• [GIVEN REQUEST]
Rewrite the lines from the first one through the line containing "[[242, 253]]", putting "dark" in place of "black" and leaving everything else unchanged.

• [SUPPLIED DATA]
= = = =
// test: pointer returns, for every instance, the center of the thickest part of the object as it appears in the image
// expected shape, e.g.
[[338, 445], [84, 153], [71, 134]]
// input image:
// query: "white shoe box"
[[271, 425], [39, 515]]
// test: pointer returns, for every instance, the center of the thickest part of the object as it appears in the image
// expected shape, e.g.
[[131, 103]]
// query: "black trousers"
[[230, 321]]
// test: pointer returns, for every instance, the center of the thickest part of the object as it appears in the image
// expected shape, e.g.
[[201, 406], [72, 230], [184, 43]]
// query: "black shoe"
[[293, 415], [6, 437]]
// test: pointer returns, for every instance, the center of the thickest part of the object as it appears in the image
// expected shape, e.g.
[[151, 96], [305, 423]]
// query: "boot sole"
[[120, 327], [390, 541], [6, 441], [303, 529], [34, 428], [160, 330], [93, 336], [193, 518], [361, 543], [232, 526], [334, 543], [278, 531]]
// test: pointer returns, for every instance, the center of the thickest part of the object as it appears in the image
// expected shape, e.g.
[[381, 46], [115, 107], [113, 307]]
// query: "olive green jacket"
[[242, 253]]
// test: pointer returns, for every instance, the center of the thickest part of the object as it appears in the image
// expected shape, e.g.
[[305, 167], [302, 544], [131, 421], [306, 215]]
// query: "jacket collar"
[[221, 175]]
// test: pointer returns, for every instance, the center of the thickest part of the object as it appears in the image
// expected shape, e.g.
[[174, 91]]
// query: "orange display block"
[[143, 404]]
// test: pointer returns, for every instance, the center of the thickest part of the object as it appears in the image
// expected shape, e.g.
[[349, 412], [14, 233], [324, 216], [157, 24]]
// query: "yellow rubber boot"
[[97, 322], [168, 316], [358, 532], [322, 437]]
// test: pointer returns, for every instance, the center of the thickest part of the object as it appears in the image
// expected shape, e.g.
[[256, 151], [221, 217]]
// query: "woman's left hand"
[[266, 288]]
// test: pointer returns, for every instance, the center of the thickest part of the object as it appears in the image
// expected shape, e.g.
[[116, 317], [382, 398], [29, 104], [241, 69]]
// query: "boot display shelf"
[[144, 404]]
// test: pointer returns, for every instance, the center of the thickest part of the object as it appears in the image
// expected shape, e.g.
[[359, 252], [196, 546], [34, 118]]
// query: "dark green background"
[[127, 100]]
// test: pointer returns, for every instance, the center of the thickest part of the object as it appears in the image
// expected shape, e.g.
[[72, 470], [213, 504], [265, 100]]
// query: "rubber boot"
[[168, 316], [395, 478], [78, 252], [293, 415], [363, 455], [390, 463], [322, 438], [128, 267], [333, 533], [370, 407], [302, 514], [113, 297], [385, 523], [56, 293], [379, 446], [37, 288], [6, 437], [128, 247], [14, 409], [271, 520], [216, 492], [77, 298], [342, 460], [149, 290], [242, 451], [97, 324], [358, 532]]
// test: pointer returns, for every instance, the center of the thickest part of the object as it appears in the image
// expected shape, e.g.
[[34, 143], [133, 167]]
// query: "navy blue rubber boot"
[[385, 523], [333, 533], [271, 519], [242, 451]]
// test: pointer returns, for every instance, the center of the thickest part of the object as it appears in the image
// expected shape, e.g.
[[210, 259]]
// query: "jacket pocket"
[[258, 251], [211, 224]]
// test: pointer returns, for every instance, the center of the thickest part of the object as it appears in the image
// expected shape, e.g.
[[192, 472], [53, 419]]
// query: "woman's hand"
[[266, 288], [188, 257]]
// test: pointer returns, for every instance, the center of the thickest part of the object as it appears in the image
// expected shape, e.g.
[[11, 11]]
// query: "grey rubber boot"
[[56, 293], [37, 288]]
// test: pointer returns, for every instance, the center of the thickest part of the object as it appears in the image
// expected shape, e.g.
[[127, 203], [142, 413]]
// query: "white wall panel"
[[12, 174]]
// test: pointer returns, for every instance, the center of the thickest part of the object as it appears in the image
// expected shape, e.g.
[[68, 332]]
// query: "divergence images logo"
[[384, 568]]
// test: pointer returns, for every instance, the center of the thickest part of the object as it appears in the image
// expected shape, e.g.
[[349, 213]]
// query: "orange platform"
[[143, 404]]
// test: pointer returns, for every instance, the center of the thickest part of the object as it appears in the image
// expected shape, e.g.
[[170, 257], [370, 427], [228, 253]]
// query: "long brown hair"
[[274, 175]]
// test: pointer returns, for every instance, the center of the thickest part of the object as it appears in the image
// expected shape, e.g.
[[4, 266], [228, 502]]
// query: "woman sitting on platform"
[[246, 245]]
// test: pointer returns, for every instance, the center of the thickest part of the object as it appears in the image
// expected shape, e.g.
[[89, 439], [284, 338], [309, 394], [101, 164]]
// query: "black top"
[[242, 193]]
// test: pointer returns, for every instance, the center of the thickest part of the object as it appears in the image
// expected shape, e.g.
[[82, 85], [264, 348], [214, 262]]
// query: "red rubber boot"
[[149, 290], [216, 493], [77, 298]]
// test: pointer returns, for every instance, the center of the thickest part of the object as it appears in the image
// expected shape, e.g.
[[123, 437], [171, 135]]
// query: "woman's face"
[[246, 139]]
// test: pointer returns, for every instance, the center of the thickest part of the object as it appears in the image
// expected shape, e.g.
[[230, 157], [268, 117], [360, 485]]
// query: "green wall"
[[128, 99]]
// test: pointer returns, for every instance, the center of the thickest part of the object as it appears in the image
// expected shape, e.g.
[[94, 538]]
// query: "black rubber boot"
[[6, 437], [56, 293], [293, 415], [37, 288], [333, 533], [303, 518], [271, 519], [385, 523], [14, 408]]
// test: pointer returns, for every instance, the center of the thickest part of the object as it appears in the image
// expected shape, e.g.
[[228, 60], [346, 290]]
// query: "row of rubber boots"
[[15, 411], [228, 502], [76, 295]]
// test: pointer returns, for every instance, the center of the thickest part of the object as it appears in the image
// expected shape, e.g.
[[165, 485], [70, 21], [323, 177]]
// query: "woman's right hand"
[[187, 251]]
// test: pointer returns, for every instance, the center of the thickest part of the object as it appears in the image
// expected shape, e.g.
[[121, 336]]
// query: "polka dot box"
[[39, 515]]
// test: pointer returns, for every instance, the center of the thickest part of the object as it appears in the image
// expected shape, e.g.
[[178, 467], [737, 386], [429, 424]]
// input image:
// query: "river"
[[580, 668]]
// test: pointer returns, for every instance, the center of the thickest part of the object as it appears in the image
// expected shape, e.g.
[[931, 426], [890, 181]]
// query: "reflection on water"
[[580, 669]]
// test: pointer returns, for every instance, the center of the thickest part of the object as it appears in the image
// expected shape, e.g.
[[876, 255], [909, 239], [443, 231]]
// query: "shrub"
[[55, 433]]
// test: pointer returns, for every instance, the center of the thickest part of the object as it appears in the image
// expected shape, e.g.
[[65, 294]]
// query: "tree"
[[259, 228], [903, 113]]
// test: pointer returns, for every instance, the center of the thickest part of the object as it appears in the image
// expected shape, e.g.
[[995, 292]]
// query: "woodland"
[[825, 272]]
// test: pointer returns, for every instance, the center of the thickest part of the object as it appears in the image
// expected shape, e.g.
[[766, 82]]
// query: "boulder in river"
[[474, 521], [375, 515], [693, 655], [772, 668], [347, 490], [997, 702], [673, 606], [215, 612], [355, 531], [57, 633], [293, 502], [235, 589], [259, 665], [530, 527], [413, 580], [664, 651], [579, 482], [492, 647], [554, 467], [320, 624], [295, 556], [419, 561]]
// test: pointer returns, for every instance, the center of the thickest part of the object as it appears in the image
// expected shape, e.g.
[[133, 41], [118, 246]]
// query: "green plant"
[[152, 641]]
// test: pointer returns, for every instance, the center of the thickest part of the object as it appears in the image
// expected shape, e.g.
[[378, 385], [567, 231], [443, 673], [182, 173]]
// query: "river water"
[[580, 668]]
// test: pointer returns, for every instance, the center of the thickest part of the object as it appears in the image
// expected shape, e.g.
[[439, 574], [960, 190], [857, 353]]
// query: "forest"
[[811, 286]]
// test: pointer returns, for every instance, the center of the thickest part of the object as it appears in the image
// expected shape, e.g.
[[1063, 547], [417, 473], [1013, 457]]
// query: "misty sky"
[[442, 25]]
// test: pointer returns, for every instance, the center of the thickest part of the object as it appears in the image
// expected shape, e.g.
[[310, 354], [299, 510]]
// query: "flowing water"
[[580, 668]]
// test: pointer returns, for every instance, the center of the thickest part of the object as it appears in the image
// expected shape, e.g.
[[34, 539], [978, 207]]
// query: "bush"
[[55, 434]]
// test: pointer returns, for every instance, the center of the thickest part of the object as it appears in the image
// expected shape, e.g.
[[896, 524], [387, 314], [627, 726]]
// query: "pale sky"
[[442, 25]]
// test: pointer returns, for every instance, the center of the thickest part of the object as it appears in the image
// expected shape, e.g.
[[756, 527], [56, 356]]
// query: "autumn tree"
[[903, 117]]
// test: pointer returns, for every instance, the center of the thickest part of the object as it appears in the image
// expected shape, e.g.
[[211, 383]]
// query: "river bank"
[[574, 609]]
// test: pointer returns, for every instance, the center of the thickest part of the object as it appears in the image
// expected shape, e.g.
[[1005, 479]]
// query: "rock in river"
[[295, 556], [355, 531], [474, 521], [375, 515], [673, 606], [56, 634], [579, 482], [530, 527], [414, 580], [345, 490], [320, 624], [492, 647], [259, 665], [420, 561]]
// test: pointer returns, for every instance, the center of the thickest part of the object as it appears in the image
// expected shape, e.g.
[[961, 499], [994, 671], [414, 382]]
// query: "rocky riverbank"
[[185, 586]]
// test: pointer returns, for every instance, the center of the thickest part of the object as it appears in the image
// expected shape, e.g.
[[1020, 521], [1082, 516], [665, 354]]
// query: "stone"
= = = =
• [SOLUTION]
// test: pointer returns, for every instance, the center of the thickest part of the object as it appears in the image
// expected shape, e.g.
[[338, 445], [84, 153], [71, 134]]
// input image:
// query: "white shoe box"
[[271, 425], [39, 515]]
// test: pointer returns, for every instance, the center of the thickest part of the object as it appears in the image
// expected shape, e.g.
[[131, 103]]
// query: "dark trousers"
[[230, 321]]
// test: pointer returns, for every instance, the center of the thickest part of the object as it appears in the image
// expected shape, e.g.
[[201, 406], [72, 230], [184, 43]]
// query: "dark shoe"
[[293, 415], [6, 437]]
// test: pointer returns, for every instance, the center of the thickest part of the object as it appears in the image
// expected shape, e.g.
[[151, 96], [305, 423]]
// query: "boot sole"
[[120, 327], [390, 541], [6, 441], [303, 529], [34, 428], [160, 330], [93, 336], [193, 518], [361, 543], [232, 526], [334, 543], [278, 531]]
// test: pointer returns, for every instance, the center of the thickest part of the object as it appears in the image
// expected shape, e.g.
[[381, 46], [115, 107], [113, 307]]
// query: "olive green jacket"
[[242, 253]]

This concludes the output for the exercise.